Problem details >>
Convert the records below into a single numbered list with one line per item. Omit blank lines and leave the pictures out.

The data >>
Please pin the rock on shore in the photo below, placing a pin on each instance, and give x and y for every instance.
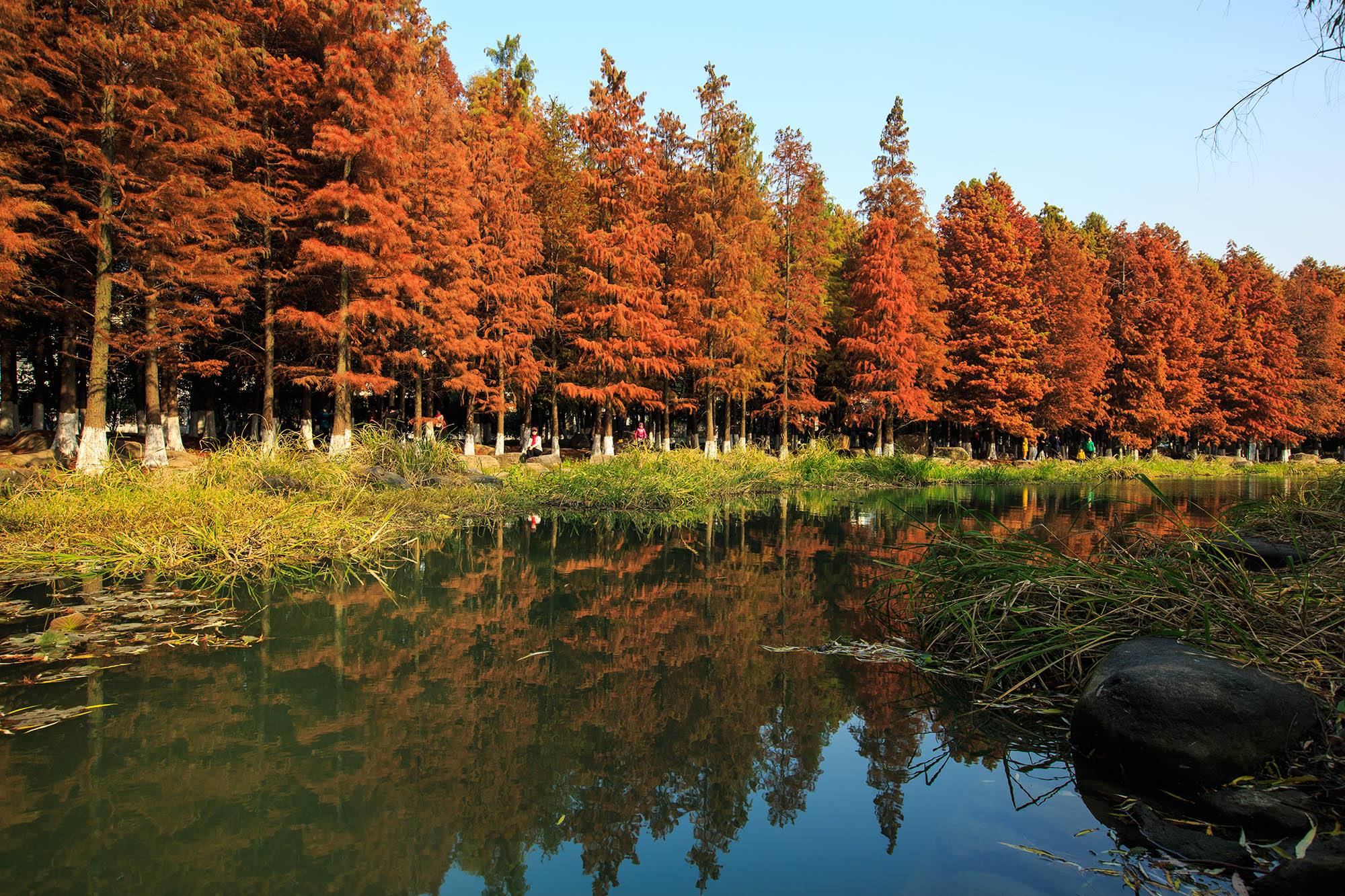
(1156, 708)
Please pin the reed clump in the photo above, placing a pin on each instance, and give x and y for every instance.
(1020, 614)
(239, 512)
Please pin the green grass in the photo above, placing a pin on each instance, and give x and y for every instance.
(1023, 615)
(243, 512)
(918, 471)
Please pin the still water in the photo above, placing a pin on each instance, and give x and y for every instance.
(412, 736)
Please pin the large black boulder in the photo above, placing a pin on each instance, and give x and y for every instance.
(1160, 709)
(1320, 872)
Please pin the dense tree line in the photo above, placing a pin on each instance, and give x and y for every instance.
(283, 212)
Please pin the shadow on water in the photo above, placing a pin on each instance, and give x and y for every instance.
(566, 705)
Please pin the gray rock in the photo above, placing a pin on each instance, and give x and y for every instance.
(15, 475)
(1261, 813)
(280, 485)
(1188, 844)
(380, 477)
(1321, 870)
(481, 463)
(1159, 708)
(1260, 553)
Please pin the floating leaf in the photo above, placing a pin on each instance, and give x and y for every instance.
(1301, 849)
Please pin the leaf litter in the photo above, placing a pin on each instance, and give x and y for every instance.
(67, 635)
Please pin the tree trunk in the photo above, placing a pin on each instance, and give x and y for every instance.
(527, 430)
(420, 428)
(340, 443)
(38, 411)
(9, 389)
(210, 421)
(157, 454)
(668, 423)
(556, 425)
(712, 443)
(306, 424)
(171, 412)
(268, 365)
(470, 439)
(500, 415)
(728, 423)
(67, 444)
(93, 440)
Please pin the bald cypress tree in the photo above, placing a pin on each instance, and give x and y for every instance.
(988, 244)
(623, 337)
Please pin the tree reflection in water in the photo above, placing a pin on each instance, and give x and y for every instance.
(385, 732)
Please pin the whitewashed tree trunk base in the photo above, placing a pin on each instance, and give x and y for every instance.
(173, 434)
(67, 446)
(341, 443)
(157, 454)
(93, 451)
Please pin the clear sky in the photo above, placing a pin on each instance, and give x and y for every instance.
(1093, 107)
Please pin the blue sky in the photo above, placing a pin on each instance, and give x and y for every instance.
(1087, 106)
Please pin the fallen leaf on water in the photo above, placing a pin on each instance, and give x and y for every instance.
(1308, 841)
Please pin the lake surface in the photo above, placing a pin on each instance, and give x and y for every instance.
(410, 736)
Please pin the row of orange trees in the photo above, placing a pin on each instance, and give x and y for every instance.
(306, 200)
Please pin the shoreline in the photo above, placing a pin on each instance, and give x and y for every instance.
(239, 513)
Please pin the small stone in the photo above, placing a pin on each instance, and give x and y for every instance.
(380, 477)
(1258, 811)
(1260, 553)
(1320, 872)
(952, 452)
(1159, 708)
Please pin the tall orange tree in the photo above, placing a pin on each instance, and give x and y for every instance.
(621, 330)
(726, 249)
(559, 201)
(988, 244)
(145, 179)
(895, 196)
(798, 314)
(1260, 382)
(440, 341)
(883, 349)
(510, 286)
(1078, 350)
(278, 100)
(357, 251)
(22, 209)
(1315, 295)
(1155, 382)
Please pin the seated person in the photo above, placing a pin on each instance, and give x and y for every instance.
(535, 446)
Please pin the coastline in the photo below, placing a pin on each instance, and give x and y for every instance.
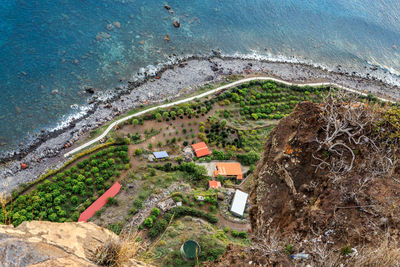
(176, 80)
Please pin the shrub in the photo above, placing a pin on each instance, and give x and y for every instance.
(112, 201)
(138, 151)
(115, 227)
(158, 227)
(138, 203)
(242, 234)
(346, 250)
(148, 222)
(235, 233)
(248, 158)
(289, 249)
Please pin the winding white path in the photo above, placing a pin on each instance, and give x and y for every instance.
(112, 125)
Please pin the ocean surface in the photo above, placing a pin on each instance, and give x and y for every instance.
(51, 50)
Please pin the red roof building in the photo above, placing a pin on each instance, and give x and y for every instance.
(214, 184)
(99, 203)
(201, 149)
(229, 169)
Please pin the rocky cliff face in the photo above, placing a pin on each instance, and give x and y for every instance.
(52, 244)
(294, 204)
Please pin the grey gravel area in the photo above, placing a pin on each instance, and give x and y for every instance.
(180, 79)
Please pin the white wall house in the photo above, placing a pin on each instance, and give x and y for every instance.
(239, 203)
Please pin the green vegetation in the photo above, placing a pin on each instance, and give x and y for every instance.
(175, 213)
(57, 198)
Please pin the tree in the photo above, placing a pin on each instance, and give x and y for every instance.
(223, 123)
(138, 151)
(165, 115)
(148, 222)
(155, 212)
(135, 122)
(249, 158)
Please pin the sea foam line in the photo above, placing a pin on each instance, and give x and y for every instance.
(262, 78)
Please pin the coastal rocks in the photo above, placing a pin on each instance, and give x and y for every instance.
(89, 90)
(176, 24)
(117, 24)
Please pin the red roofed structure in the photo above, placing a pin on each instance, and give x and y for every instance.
(214, 184)
(201, 149)
(99, 203)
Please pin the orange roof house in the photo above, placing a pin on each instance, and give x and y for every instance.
(229, 169)
(214, 184)
(201, 149)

Output below >>
1. Please pin the rock on shore in the photo below, placing a pin on each instance, and give x and y for every instance.
2. (1156, 708)
3. Please pin the reed clump in the photo above, placing a pin on each instance, and give x and y for every instance.
4. (1020, 614)
5. (239, 512)
6. Please pin the green grass in the photo above, placing a pin on each instance, and give x and y for every instance.
7. (1023, 615)
8. (243, 512)
9. (918, 471)
10. Please pin the still water in the photo above, placing a pin on each instance, and give x and y for every instance.
11. (412, 736)
12. Please pin the large black boulder in the photo above, placing a pin on each instance, and give x and y for every instance.
13. (1160, 709)
14. (1320, 872)
15. Please pin the dense tree line in the photo above, placing a pin on each instance, and give x and y for every instance.
16. (283, 212)
17. Please pin the shadow on water in the photo above, placing a pin on each instance, and give x and y for every instance.
18. (566, 705)
19. Please pin the gray rock in the photo above, placing a pin on each instance, and give x and y for every instance.
20. (15, 475)
21. (1261, 813)
22. (280, 485)
23. (1188, 844)
24. (380, 477)
25. (1321, 870)
26. (481, 463)
27. (1159, 708)
28. (1260, 553)
29. Please pin the floating leaf in the photo above, placing a pin on each instance, and give x and y for every instance.
30. (1301, 849)
31. Please pin the leaf litter in the photo above, placing a pin on each instance, and give x and y for every instance.
32. (67, 635)
33. Please pin the tree trunk in the photo above, placing a pin on each instance, and give x and y for every instance.
34. (527, 430)
35. (420, 428)
36. (340, 443)
37. (38, 411)
38. (9, 389)
39. (210, 421)
40. (157, 454)
41. (668, 423)
42. (556, 425)
43. (712, 443)
44. (306, 424)
45. (171, 412)
46. (268, 365)
47. (470, 439)
48. (500, 415)
49. (728, 423)
50. (67, 444)
51. (93, 440)
52. Please pin the bald cypress tree in the photo above, placing a pin on each instance, and give x and y for every instance.
53. (988, 244)
54. (623, 337)
55. Please pin the tree reflection in water in the photo above, placing a pin on each instance, and give x and y for every instance.
56. (385, 732)
57. Please pin the whitewashed tree trunk base in the photo above, placing a pin on each instance, and give x and y for every instance.
58. (173, 434)
59. (67, 446)
60. (341, 443)
61. (157, 454)
62. (93, 451)
63. Please pin the clear sky in the photo above, placing a pin on each instance, and give x and y for every instance.
64. (1093, 107)
65. Please pin the blue sky in the photo above, placing a pin on each instance, and give x and y for every instance.
66. (1087, 106)
67. Please pin the fallen leaf on water in the photo above, placing a pin on each instance, and give x and y for every instance.
68. (1308, 841)
69. Please pin the lake surface in the photo above, placing a pin on each instance, and give x and y for every instance.
70. (410, 736)
71. Please pin the row of orange trees in the photo above, placing a pin on each instance, and give x and y for every instance.
72. (306, 200)
73. Please pin the shoreline in the photo above, placing a pin on each instance, and give x and y for every instance.
74. (239, 513)
75. Please pin the small stone in the photo above, placing a pin on each instance, and give x and y for every instance.
76. (380, 477)
77. (1258, 811)
78. (1260, 553)
79. (1320, 872)
80. (952, 452)
81. (1159, 708)
82. Please pin the tall orange tree in the photo above, placing a pin on each instance, and give x and y for every instance.
83. (621, 330)
84. (726, 249)
85. (559, 201)
86. (988, 244)
87. (145, 179)
88. (895, 196)
89. (798, 314)
90. (1260, 382)
91. (440, 341)
92. (883, 349)
93. (510, 286)
94. (1078, 350)
95. (278, 100)
96. (357, 251)
97. (22, 209)
98. (1315, 295)
99. (1155, 382)
100. Please pin the seated person in the photo above, placing a pin on each instance, and give x and y for every instance.
101. (535, 446)
102. Please pin the coastline in the photo below, placing a pin on each instance, and give x and y for every instance.
103. (176, 80)
104. Please pin the shrub in the photo above, placing a pin on each instance, and give x and y for every instance.
105. (112, 201)
106. (138, 151)
107. (115, 227)
108. (158, 227)
109. (138, 203)
110. (242, 234)
111. (346, 250)
112. (148, 222)
113. (235, 233)
114. (248, 158)
115. (289, 249)
116. Please pin the winding white path in the photo above, placing a pin on each instance, and give x and y for every instance.
117. (112, 125)
118. Please pin the ocean surface in the photo above, placing a pin on each instance, and give x and y for every instance.
119. (51, 50)
120. Please pin the red roof building in the photo above, placing a pin on each instance, and give x and y for every instance.
121. (214, 184)
122. (99, 203)
123. (201, 149)
124. (229, 169)
125. Please pin the rocky cliff face in the photo above, placing a pin on each instance, and give x and y for every instance.
126. (52, 244)
127. (294, 204)
128. Please pin the grey gravel area in the photo above, placing a pin on each instance, and give x and y for every instance.
129. (180, 79)
130. Please pin the white wall house in the photo above, placing a pin on each instance, and give x and y for every instance.
131. (239, 203)
132. Please pin the green vegetation in the photo above, placing a pin on each instance, and give x and y for every instance.
133. (175, 213)
134. (57, 198)
135. Please pin the tree in the photo above, placing a pin on each instance, and give x and y for every instance.
136. (223, 123)
137. (138, 151)
138. (165, 115)
139. (148, 222)
140. (155, 212)
141. (135, 122)
142. (249, 158)
143. Please pin the sea foam line in the photo above, placing a pin on each instance, and give x and y for every instance.
144. (262, 78)
145. Please pin the coastal rocks in the photo above, placing a pin on each instance, and give x and y for every instance.
146. (89, 90)
147. (176, 24)
148. (117, 24)
149. Please pin the red roofed structure in the photo above, placing a pin on each instance, and give x and y for every instance.
150. (214, 184)
151. (201, 149)
152. (99, 203)
153. Please pin the orange roof house in the photo above, placing a pin on each instance, and give x and y for every instance.
154. (229, 169)
155. (214, 184)
156. (201, 149)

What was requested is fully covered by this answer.